Request 1 =>
Using the tribunal decision, answer these:
(a) In what city was the decision made?
(b) Over what period did the Applicant receive Austudy payment?
(c) What amount of Austudy payment debt did the Authorised Review Officer find?
Request 2 =>
Rewrite the stretch of the tribunal decision from "On 15 August" through "the ARO’s decision.", changing "affirmed" to "upheld".
Request 3 =>
Write the next part of the tribunal decision, beginning after its final sentence.

MZNK and Secretary, Department of Social Services (Social services second review)
[2018] AATA 2003
•2 July 2018
MZNK and Secretary, Department of Social Services (Social services second review) [2018] AATA 2003 (2 July 2018)
Division:GENERAL DIVISION
File Number(s): 2017/3485; 2017/3486
Re:MZNK
APPLICANT
AndSecretary, Department of Social Services
RESPONDENT
DECISION
Tribunal:Dr I Alexander, Member
Date:2 July 2018
Place:Sydney
The decision under review is set aside and the matter is remitted to the Respondent for reconsideration.
…………[SGD]…………
Dr I Alexander, Member
CATCHWORDS
Social Security – Centrelink – Parenting payment debt – Austudy payment debt – Whether there is any basis in law to write off or waive the Applicant’s Centrelink debt – Whether a proportion of the Applicant’s Centrelink debt can be attributed to administrative error by Centrelink – Severe financial hardship – Special circumstances – Administrative error – Decision under review remitted for reconsideration
LEGISLATION
Social Security Act 1991
REASONS FOR DECISION
Dr I Alexander, Member
2 July 2018
BACKGROUND
On 10 October 2000, MZNK’s ex-husband sustained a workplace injury that was the subject of a worker’s compensation claim.
From 10 April 2007 to 17 December 2008, MZNK (the Applicant) was in receipt of parenting payment, partnered.
From 12 December 2008 to 20 March 2013, the Applicant was in receipt of Austudy payment.
On 10 August 2013, Centrelink decided to raise and recover a parenting payment debt of $2,360.77 for the period from 28 April 2008 to 16 December 2008, on the basis that the correct amount of the Applicant’s ex-husband’s compensation payments had not been taken into account.
On 15 August 2013, Centrelink decided to raise and recover an Austudy payment debt of $29,693.76 for the period from 12 December 2008 to 19 March 2013, on the basis that the correct amount of the Applicant’s ex-husband’s compensation payments had not been taken into account.
On 11 February 2014, an Authorised Review Officer (ARO) varied these decisions and found that the Applicant had a parenting payment debt of $3,923.09 and an Austudy payment debt of $32,262.02.
On 11 July 2014, the former Social Security Appeals Tribunal (SSAT) affirmed the ARO’s decision.

Dataset extract =>
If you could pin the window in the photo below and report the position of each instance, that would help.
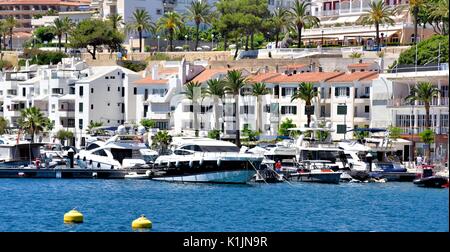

Written reply 1 =>
(a) Sydney
(b) From 12 December 2008 to 20 March 2013
(c) $32,262.02

Written reply 2 =>
On 15 August 2013, Centrelink decided to raise and recover an Austudy payment debt of $29,693.76 for the period from 12 December 2008 to 19 March 2013, on the basis that the correct amount of the Applicant’s ex-husband’s compensation payments had not been taken into account.
On 11 February 2014, an Authorised Review Officer (ARO) varied these decisions and found that the Applicant had a parenting payment debt of $3,923.09 and an Austudy payment debt of $32,262.02.
On 11 July 2014, the former Social Security Appeals Tribunal (SSAT) upheld the ARO’s decision.

Written reply 3 =>
On 26 June 2014, the Applicant and her husband separated and subsequently divorced on 6 June 2016.
The Applicant’s debt is being repaid at a rate of $20 per fortnight which is being withheld from her current family assistance payments.
On 13 June 2017, the Applicant lodged an Application for Second Review of the SSAT’s decision.
On 20 October 2017, following a written application by the Applicant, the Tribunal granted an extension of time for making an application for review of the decision to 15 June 2017.
In this proceeding, in which she was self-represented, the Applicant seeks review of the decision of the SSAT.
ISSUES
There is no dispute that the correct amount of the Applicant’s ex-husband’s compensation payments was not taken into account when the Applicant received her parenting and Austudy payments during the specified times.
There is also no dispute that the debt, as stated by the ARO on 11 February 2014, was correctly calculated and that the Applicant was not qualified for the payments.
Sections 1236, 1237A and 1237AAD of the Social Security Act 1991 (the Act) provide for circumstances in which the Secretary may write off or waive a debt.
The Applicant contends that the debt should be written off or waived on the basis that the difficult relationship with her then husband constituted “special circumstances” and that currently she is suffering severe financial hardship.
Therefore, the issue before the Tribunal is whether there is any basis in law to write off or waive the Applicant’s debt.
THE APPLICANT’S EVIDENCE
In a written statement dated 14 February 2018, the Applicant stated that during her 16 years of marriage, she and her children suffered significant domestic violence with physical, emotional and financial abuse.
She stated that whenever she attended Centrelink she was always accompanied by her husband who, without showing her, filled out all forms and provided all information about his income.
She stated that she is now a single parent with three children, is no longer able to work full-time because of mental health issues and is in financial hardship because she has to pay a mortgage and legal fees in respect of a continuing Family Court matter.
At the hearing, the Applicant told the Tribunal that she continues to live in the family home with her three children – the youngest of whom is still at school.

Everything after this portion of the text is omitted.